## WHAT YOU NEED TO DO:
1. In the Si-e Tir Street article, reproduce verbatim the part that opens with the words containing "Further up, a" and closes with "year 2000 AD.".
2. List the official religions of Iran that the Si-e Tir Street article names.
3. Go on with the Si-e Tir Street article from the point where it stops.

Jun 19, 2016 16:07 UTC

Welcome to the final weekly episode of the series Iran Your Attractive Destination. Today, we introduce “Si-e Tir” Street.

In the final episode of this series, we found it appropriate to introduce one of the most popular and ancient streets of Tehran, named Si-e Tir. This street, in addition to accommodating ancient houses and valuable museums, has housed the religious sites of all of Iran’s official religions, namely Islam, Christianity, Judaism, and Zoroastrianism. In other words, this street is a vivid manifestation of the peaceful coexistence of the followers of all religions in Iran.

Tehran is full of districts which are attributed to different religions or foreigners, who reside in Tehran. Among these districts, one of the streets of Tehran has accommodated a variety of interests. In this street, the religious minorities, including Zoroastrians, Jews, and Armenians live next to Muslims; each of whom has their own religious sites. Moreover, venues such as the schools of Zoroastrians and Armenians, in addition to businesses of these religious minorities have added to the attractions of this street.

 In fact, Si-e Tir Street is popularly known as the venue of the followers of different religions; because of the mosques, churches, and synagogues located in this street.  

The first museum of Iran is located at the intersection of “Si-e Tir” and “Imam Khomeini” Streets. This museum is referred to as Iran-e Bastan Museum. Next to this museum, a building is observed which maintains a highly similar architectural style to that of Iran-e Bastan Museum. This building is in fact the first site of Iran’s National Library. As a reminder, you were informed about this museum and library in previous episodes. If we walk further north in this street, we observe a tall building in the left hand side, which is known as Sina Hospital. It is the first established hospital in Tehran. During the rule of Qajarid King, Naser Ed-Din Shah, this district was situated in northern Tehran.

Further up, a Protestant church is observed, which was constructed 150 years ago. This church maintains a very simple architectural style. Its construction dates back to Qajarid era and is currently a place of worship for Protestant Christians. This church is located in a large courtyard, which is highly attractive and eye-catching. This church was registered as one of Iran’s monuments in the year 2000 AD.

## RECORDED INFORMATION:
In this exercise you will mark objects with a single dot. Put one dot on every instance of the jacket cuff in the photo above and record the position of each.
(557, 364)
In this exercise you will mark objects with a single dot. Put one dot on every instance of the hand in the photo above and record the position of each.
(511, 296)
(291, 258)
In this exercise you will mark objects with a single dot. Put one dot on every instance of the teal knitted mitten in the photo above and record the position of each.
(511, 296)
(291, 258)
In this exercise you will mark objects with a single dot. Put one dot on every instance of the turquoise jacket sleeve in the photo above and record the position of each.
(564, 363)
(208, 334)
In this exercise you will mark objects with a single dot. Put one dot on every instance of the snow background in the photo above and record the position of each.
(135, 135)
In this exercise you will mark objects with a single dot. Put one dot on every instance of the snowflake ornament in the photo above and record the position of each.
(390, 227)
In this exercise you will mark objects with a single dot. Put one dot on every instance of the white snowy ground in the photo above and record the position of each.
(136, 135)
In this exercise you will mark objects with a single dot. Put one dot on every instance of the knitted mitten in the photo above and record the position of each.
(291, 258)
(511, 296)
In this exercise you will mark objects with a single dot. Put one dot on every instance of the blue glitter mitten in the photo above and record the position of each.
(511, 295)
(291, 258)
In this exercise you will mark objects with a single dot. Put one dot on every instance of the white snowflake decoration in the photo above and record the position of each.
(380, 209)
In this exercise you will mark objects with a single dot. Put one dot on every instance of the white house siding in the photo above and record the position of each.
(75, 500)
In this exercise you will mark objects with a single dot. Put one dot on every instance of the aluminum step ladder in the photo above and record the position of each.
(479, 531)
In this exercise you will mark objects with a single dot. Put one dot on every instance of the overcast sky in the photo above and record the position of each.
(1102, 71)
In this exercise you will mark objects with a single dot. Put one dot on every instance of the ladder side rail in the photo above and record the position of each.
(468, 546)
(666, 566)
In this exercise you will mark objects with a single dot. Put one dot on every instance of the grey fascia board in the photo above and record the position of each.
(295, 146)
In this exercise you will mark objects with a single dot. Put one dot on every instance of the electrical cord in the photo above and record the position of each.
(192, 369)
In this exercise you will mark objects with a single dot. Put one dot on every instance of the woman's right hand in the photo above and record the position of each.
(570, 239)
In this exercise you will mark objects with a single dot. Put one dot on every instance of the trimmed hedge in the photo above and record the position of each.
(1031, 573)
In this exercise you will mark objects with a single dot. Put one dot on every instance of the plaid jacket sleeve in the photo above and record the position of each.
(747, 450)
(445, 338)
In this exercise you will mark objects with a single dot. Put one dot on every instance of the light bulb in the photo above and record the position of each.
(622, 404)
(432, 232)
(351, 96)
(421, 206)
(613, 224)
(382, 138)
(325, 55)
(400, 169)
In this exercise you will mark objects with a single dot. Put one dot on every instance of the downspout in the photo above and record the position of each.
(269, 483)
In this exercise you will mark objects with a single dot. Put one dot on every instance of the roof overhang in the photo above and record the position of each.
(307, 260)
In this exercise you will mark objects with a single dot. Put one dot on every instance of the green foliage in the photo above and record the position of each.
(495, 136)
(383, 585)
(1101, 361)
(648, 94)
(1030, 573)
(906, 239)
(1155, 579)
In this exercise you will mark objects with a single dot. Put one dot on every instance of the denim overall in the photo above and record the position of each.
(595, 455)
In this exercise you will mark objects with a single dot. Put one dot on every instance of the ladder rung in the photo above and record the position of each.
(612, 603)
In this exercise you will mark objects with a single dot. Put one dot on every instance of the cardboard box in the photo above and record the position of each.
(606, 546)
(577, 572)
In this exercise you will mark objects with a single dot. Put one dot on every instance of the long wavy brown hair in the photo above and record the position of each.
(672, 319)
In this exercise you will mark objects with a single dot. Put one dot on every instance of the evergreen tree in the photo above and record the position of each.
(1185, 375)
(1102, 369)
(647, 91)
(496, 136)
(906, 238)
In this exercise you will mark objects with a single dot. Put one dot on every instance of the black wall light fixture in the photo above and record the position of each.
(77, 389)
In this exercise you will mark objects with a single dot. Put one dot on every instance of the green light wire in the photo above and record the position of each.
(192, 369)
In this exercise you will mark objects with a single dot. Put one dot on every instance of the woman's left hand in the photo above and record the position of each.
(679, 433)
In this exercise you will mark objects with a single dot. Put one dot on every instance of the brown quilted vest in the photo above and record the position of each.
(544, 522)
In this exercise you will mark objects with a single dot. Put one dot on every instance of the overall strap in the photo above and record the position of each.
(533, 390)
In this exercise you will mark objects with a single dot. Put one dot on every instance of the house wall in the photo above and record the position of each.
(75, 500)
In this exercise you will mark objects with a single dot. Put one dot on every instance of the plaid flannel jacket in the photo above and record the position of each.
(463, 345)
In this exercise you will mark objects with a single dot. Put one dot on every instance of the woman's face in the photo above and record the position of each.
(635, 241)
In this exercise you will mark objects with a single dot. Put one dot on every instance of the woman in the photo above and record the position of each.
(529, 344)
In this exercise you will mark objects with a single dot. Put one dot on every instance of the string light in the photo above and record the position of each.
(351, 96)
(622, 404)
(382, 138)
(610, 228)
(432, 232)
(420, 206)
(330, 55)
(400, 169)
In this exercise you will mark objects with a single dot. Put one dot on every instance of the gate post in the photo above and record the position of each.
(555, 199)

## ANSWERS FOR EACH ITEM:
1.
Further up, a Protestant church is observed, which was constructed 150 years ago. This church maintains a very simple architectural style. Its construction dates back to Qajarid era and is currently a place of worship for Protestant Christians. This church is located in a large courtyard, which is highly attractive and eye-catching. This church was registered as one of Iran’s monuments in the year 2000 AD.

2. Islam, Christianity, Judaism, Zoroastrianism

3.
Hayyam Synagogue is also situated in this street. It was constructed in the year 1913 AD, prior to the break out of World War I, concurrent with the warning years of rule of Qajarid Dynasty.

This street also accommodates Aabgineh Museum which was introduced in previous weeks. Meanwhile, on the right hand side of this street, next to this museum, Hazrat Ibrahim Mosque has been constructed. The name of this mosque is highly symbolic, given that Prophet Abraham has been known as the epitome of monotheistic religions.

A Zoroastrian Temple is situated in nearby “Mirza Kouchak Khan” Street. Next to this Zoroastrian Temple, “Firouz Bahram” School is situated for the education of Zoroastrian youths. Moreover, behind this temple, a hall is situated for the marriage and mourning ceremonies of Zoroastrians.

This Zoroastrian temple is a relatively small building. This Zoroastrian Temple was constructed in the year 1917 by an influential Zoroastrian.

Hazrat Maryam Church is situated in front of this Zoroastrian Temple. This church was constructed in the year 1945. Its architectural style resembles that of Armenian, Caucasian, and Azeri churches. It is one of the most important churches of Armenians in Tehran. The altar of this church is silver plated. Next to this church, there is a museum which houses the works of art belonging to Armenians, who reside in Iran, including their paintings or statues.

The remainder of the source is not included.